=== Document ===

A contemporary advancement in the field of PM2.5 concentration prediction research involves the utilization of deep neural networks, a specialized form of artificial neural network adept at handling extensive data through intricate model architectures. Among these techniques, the prevalent employment of deep learning models revolves around architectures such as Long Short-Term Memory (LSTM) [8], Bidirectional LSTM (BiLSTM) [9], Convolutional Neural Network-LSTM (CNN-LSTM) [10], and CNN-BiLSTM [11]. Moreover, researchers have sought to enhance the predictive prowess of these models by amalgamating diverse techniques, encompassing data decomposition and data/model fusion [12]. One research direction for data fusion is to incorporate the neighboring sites of the target site into the PM2.5 prediction.
Air quality data belong to time series data, which are rich in frequency information. Addressing the limitations observed in certain models like the transformer and LSTM, Jiang et al. [13] contended that these models exhibited a notable discrepancy between their predicted outcomes and the true values of the datasets due to their inadequate capacity to capture frequency information effectively. As a remedy, they explored the utilization of Discrete Cosine Transform (DCT) instead of the commonly employed Fourier Transform (FT) for time-frequency transformations, thereby mitigating the occurrence of the Gibbs phenomenon during the transformation process. Building on this concept, they introduced the Frequency Enhanced Channel Mechanism (FECAM), enabling proficient feature extraction from time series data. Extensive experiments conducted across diverse time series datasets demonstrated that FECAM, as a versatile approach, substantially enhanced the prediction performance of LSTM models. Chen et al. [14] introduced an innovative approach named the joint time-frequency domain transformer (JTFT) to facilitate multivariate prediction tasks. The JTFT method capitalized on the sparsity inherent in time series data within the frequency domain, skillfully employing a limited number of learnable frequencies to adeptly capture temporal dependencies. Through extensive experimentation, the authors demonstrated that this method significantly enhanced prediction performance while concurrently reducing computational overheads, rendering it a promising and efficient approach for time series forecasting.

=== Excerpted data ===

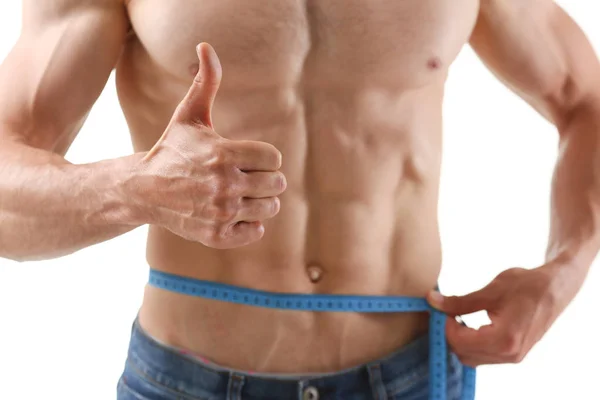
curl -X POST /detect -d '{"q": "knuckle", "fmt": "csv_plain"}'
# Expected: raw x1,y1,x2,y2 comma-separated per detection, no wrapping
502,333,521,359
275,172,287,193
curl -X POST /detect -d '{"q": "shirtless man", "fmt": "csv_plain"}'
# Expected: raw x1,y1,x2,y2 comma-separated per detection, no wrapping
0,0,600,400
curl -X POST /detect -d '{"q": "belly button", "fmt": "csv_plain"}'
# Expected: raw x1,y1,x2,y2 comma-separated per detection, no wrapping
306,264,323,283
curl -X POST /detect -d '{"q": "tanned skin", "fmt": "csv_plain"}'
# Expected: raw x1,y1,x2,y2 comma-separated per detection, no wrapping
0,0,600,372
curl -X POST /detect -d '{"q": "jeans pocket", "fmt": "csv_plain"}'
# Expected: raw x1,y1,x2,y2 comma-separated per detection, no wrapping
117,365,192,400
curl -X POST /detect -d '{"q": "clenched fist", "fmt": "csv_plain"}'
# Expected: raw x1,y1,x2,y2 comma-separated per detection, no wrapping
128,43,286,249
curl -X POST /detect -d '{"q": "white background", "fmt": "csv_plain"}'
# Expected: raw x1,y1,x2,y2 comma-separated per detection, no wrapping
0,0,600,400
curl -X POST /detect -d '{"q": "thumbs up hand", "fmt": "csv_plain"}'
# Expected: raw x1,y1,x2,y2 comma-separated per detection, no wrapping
126,43,286,249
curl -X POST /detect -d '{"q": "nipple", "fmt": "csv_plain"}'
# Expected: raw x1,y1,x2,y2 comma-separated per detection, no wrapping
306,264,323,283
427,57,442,69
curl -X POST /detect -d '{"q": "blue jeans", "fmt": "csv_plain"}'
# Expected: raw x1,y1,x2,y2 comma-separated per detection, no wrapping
117,319,463,400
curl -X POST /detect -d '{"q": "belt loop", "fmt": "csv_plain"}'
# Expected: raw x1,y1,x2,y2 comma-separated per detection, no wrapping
227,372,244,400
367,363,387,400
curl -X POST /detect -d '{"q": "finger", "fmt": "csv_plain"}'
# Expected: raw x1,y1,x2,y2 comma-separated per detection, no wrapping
228,140,282,171
446,318,501,356
242,171,287,199
179,43,223,128
427,288,491,316
236,197,281,222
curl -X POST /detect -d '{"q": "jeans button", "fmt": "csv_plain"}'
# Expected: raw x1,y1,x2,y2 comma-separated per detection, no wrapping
302,386,319,400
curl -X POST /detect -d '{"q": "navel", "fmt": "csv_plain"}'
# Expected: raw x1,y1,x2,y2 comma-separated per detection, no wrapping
306,264,323,283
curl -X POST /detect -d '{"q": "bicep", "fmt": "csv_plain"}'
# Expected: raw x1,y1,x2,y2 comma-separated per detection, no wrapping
0,0,128,152
471,0,600,124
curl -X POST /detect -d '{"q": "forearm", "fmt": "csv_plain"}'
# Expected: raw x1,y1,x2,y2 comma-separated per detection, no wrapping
546,96,600,278
0,143,143,261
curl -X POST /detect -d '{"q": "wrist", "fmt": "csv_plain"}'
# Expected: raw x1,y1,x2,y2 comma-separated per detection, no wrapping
90,153,149,227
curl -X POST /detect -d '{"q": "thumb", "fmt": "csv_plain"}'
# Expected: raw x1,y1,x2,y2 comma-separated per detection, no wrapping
180,43,223,128
427,288,489,316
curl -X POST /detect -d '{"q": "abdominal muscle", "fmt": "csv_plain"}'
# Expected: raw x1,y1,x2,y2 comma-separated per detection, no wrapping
127,69,442,373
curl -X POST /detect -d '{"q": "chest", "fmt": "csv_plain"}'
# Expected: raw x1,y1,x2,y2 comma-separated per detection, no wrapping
129,0,479,85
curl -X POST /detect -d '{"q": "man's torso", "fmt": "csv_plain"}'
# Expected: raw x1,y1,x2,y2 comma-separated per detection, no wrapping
117,0,479,372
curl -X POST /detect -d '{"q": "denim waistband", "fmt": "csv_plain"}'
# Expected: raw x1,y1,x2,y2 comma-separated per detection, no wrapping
128,318,462,399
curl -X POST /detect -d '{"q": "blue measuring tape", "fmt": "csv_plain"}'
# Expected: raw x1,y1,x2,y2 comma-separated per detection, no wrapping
148,269,476,400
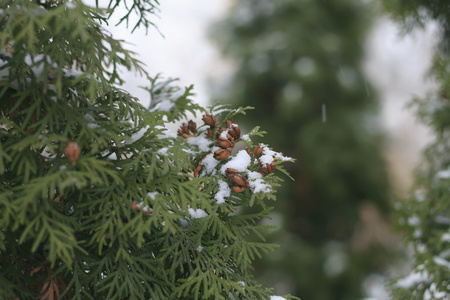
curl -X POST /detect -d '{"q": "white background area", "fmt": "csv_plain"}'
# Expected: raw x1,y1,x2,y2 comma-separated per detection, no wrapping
99,0,436,300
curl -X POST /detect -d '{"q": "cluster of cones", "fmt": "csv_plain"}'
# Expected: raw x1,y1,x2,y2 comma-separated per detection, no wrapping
213,115,241,160
192,113,241,177
177,120,197,139
229,145,276,193
178,113,276,193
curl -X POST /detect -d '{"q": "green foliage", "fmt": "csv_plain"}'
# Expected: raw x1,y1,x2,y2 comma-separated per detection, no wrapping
212,0,392,300
385,0,450,299
0,0,293,299
383,0,450,55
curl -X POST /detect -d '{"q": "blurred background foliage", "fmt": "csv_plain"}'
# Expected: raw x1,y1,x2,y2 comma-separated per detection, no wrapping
211,0,396,300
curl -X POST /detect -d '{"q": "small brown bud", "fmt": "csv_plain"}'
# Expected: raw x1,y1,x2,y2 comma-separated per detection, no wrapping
225,120,234,128
177,129,187,139
64,141,80,166
214,149,231,160
194,155,206,177
202,113,216,127
253,145,264,157
225,168,240,179
194,164,202,177
216,136,234,148
230,185,244,193
131,201,141,210
228,126,241,140
259,162,277,176
181,123,190,134
216,127,227,137
225,168,249,187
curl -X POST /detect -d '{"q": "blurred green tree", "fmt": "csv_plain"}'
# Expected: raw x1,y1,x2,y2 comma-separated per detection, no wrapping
0,0,295,300
212,0,392,300
384,0,450,299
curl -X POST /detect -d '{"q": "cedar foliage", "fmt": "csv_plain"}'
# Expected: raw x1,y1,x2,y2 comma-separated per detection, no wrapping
384,0,450,299
0,0,291,299
213,0,394,300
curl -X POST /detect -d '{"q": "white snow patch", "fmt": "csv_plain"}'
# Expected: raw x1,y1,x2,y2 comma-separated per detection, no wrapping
129,125,150,143
408,216,421,226
214,180,231,204
158,99,175,111
187,136,211,152
220,150,251,175
241,134,251,142
155,125,177,139
189,208,208,219
436,169,450,179
395,271,429,289
247,171,272,193
202,152,220,174
433,256,450,270
260,144,293,164
180,219,189,228
108,153,117,160
156,147,169,156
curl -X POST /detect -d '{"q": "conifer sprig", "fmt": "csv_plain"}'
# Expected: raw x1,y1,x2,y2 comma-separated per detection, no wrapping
0,0,298,299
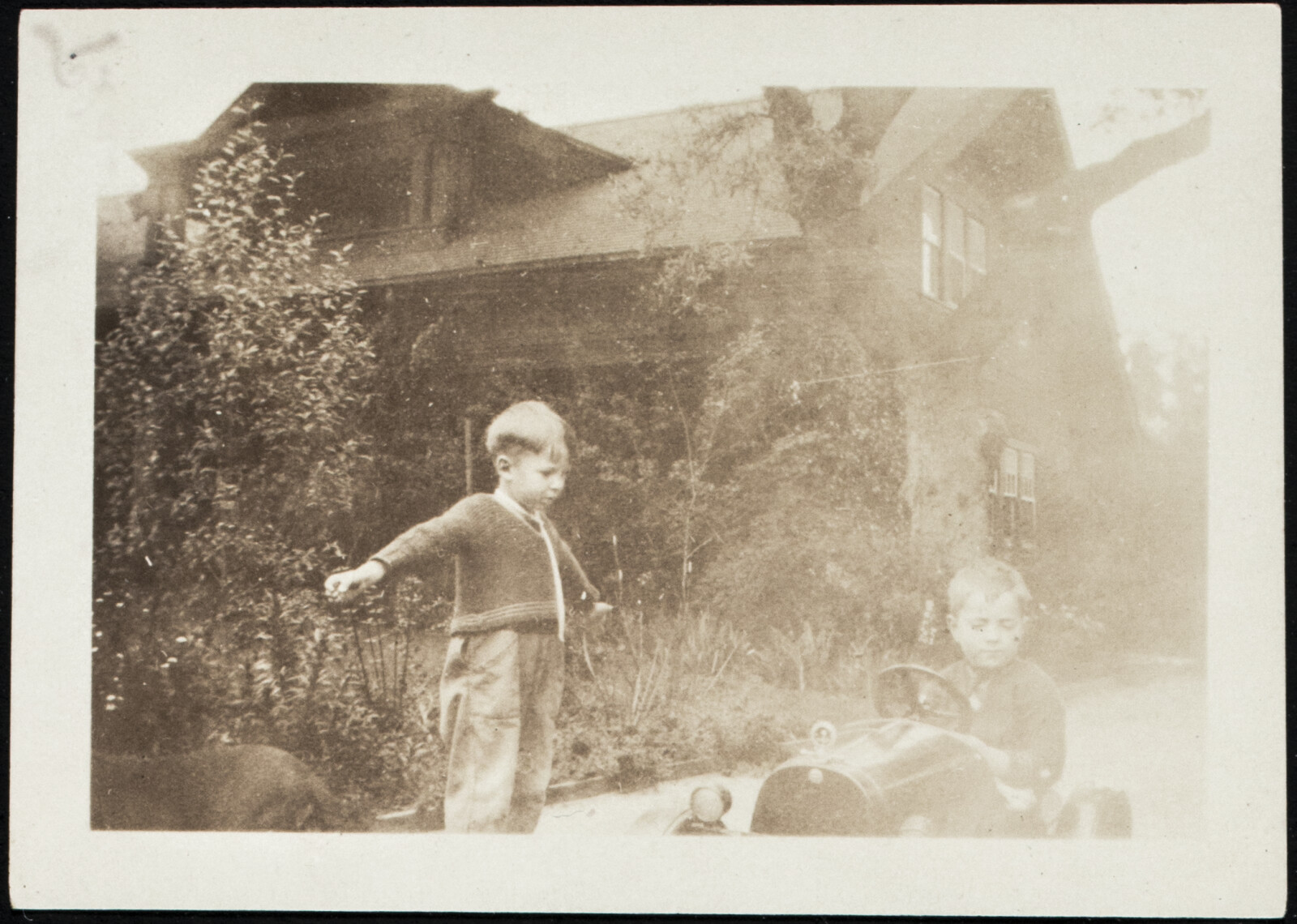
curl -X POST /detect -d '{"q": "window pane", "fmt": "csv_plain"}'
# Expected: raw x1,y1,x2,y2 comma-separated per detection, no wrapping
945,199,964,257
923,240,942,298
1018,453,1036,501
968,218,986,272
923,186,942,246
942,250,964,304
1000,449,1018,497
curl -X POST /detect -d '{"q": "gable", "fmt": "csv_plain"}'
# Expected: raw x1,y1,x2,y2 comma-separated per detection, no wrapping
951,89,1072,201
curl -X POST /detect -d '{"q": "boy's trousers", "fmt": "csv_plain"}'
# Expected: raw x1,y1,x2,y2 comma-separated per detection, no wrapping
441,630,563,833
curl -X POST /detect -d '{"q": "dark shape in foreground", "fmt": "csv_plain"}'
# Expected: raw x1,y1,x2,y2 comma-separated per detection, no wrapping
89,745,341,831
666,665,1131,837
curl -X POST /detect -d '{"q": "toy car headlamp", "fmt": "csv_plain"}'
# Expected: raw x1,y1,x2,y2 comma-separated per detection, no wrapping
689,784,734,824
811,721,838,754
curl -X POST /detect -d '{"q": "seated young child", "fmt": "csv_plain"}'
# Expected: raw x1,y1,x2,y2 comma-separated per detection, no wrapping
942,558,1066,836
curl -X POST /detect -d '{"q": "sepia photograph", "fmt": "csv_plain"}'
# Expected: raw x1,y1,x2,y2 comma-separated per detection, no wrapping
9,5,1286,916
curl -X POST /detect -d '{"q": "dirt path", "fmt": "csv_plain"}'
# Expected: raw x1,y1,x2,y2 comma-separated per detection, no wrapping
537,661,1205,838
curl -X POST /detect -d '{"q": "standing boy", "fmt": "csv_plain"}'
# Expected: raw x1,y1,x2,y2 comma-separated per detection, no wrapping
942,558,1066,836
324,401,610,832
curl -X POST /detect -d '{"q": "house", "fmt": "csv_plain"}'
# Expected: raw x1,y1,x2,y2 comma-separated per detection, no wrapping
101,83,1157,581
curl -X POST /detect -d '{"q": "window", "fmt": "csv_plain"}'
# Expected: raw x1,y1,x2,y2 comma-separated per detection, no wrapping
987,443,1036,553
921,186,986,306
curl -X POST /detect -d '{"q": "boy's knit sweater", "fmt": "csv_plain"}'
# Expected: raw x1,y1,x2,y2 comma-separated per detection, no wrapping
374,494,599,635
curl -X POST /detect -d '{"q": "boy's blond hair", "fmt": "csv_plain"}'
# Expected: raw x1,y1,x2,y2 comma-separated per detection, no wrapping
947,558,1031,617
486,401,576,458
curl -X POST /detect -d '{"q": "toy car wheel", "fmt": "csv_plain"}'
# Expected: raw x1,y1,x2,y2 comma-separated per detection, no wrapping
1053,786,1133,838
871,665,973,732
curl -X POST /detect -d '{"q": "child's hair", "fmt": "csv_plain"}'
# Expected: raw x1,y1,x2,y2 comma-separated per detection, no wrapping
486,401,576,458
947,558,1031,617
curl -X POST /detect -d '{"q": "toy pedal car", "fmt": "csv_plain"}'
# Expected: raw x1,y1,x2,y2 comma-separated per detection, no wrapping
668,665,1131,837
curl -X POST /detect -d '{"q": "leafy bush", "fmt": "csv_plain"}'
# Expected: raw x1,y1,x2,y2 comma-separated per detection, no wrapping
93,111,412,804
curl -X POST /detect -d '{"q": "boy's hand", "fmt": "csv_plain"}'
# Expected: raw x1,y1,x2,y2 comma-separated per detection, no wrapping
324,562,387,604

===

**Objective:** Please list the deep learning architectures that the PM2.5 prediction text above names as the prevalent ones in this research.

**Task result:**
- Long Short-Term Memory (LSTM)
- Bidirectional LSTM (BiLSTM)
- Convolutional Neural Network-LSTM (CNN-LSTM)
- CNN-BiLSTM